Passage provided ::

§ §

Early Pregnancy Headaches

Are early pregnancy headaches normal, or are they a sign of something more serious? With all the changes going on during pregnancy, it’s difficult to know what to focus on. But you don’t want to miss warning signs that could indicate more problems down the road.

Early Pregnancy Headaches?Headache and/or migraine attacks during early pregnancy is common, but not “normal”. In other words, you should be concerned, and you should investigate.

Types of Early Pregnancy Headaches

A study published in The Obstetrician & Gynaecologist estimated that 90% of headaches during pregnancy are either tension-type headache or migraine. If you suffered from migraine attacks before you became pregnant, your attacks may get worse during the first trimester. If this is true for you, statistically things should get better during the second and third trimester, and may even continue to be better after your baby is born (especially if you breastfeed). (Here’s a quick overview of statistics for early pregnancy headaches and their progression)

So about 90% of headaches may come from a common source (migraine and/or tension type headache), but that means that 1 in 10 are from a less common source. That alone should be a good reason to see your doctor. Sometimes blood clots (cerebral venous thrombosis), for example, may lead to headache, and there may be no other symptoms. Various neurological conditions can be very serious (even fatal) during pregnancy, and many conditions do include headache.

§ §

What the task asks :: Keep writing the article on early pregnancy headaches, picking up right after its last sentence.

§ §

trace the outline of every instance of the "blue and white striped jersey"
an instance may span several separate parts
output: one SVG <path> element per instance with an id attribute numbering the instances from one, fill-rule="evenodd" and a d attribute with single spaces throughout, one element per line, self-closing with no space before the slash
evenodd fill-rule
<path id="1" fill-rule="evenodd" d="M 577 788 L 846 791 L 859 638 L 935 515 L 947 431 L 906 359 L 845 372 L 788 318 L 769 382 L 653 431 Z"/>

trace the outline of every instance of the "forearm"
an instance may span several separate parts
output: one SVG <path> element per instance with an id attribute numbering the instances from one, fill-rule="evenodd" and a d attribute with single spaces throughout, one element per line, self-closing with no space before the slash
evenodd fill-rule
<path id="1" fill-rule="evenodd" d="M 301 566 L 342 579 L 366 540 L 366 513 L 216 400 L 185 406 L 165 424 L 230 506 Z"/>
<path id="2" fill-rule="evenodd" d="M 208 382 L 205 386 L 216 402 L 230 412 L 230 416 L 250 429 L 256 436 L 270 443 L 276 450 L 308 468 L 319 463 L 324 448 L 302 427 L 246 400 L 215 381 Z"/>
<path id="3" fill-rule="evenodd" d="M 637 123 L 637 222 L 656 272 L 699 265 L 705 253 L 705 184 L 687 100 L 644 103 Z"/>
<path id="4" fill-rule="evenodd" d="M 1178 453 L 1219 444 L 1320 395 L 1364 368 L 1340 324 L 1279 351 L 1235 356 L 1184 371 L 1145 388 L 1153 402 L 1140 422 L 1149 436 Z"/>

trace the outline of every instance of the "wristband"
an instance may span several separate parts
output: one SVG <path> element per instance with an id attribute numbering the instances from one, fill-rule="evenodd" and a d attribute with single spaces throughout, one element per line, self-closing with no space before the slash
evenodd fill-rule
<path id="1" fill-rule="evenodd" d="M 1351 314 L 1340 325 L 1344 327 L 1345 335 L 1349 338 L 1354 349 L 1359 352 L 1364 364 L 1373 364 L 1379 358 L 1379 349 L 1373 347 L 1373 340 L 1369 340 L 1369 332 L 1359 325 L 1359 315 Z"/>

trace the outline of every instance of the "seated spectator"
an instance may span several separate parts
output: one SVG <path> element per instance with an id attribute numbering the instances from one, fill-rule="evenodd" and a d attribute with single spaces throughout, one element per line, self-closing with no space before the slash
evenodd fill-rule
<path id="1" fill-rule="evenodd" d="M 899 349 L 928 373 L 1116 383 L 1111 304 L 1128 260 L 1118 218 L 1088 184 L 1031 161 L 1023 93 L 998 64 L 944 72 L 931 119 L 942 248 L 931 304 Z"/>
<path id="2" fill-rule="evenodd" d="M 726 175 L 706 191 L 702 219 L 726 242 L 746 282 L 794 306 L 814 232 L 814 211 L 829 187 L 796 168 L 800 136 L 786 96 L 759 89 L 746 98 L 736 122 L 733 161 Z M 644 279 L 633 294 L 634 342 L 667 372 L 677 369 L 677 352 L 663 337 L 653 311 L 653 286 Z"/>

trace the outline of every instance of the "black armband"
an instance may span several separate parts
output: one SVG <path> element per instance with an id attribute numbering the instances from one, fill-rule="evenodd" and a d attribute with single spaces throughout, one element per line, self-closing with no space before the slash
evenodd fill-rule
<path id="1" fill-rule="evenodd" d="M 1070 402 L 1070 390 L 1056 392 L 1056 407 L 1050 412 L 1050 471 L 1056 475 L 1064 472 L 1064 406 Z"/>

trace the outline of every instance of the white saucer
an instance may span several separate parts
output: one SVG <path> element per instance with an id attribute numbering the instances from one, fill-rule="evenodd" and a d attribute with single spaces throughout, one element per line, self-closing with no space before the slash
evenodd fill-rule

§ §

Answer box ::
However, even the more “common” type headaches can be serious concerns during early pregnancy. And in spite of what you may have been told, there are good treatments available.

The treatment your doctor will prescribe for early pregnancy headaches will depend on your symptoms, including the severity of the headache. If you’re in emergency due to a headache, common treatments to “break the cycle” may include acetaminophen / paracetamol or intravenous magnesium. Some specialists are trying intravenous metoclopramide and diphenhydramine as well.

For less severe headaches, there are a large range of treatments available to the pregnant woman. However, you are always wise to talk to a doctor who knows your medical history before going ahead with your own treatment – and this includes over the counter “painkillers” (which sometimes can make things worse) and supplements.

Although caution is advised during early pregnancy, there are drug options. Your doctor will discuss the safety of these with you, and you can decide what to try and when.

There are many complimentary treatments which have been very effective (in some cases more effective than drugs). For example, magnesium, biofeedback, feverfew, massage, and devices such as SootheAway.

When No One Will Listen

If your doctor continually brushes you off and suggests that they’re “only headaches”, seriously consider finding a new doctor. It’s true that you may be able to take some simple medication and find relief. But if the symptoms continue, and interfere with your life, they need to be taken seriously.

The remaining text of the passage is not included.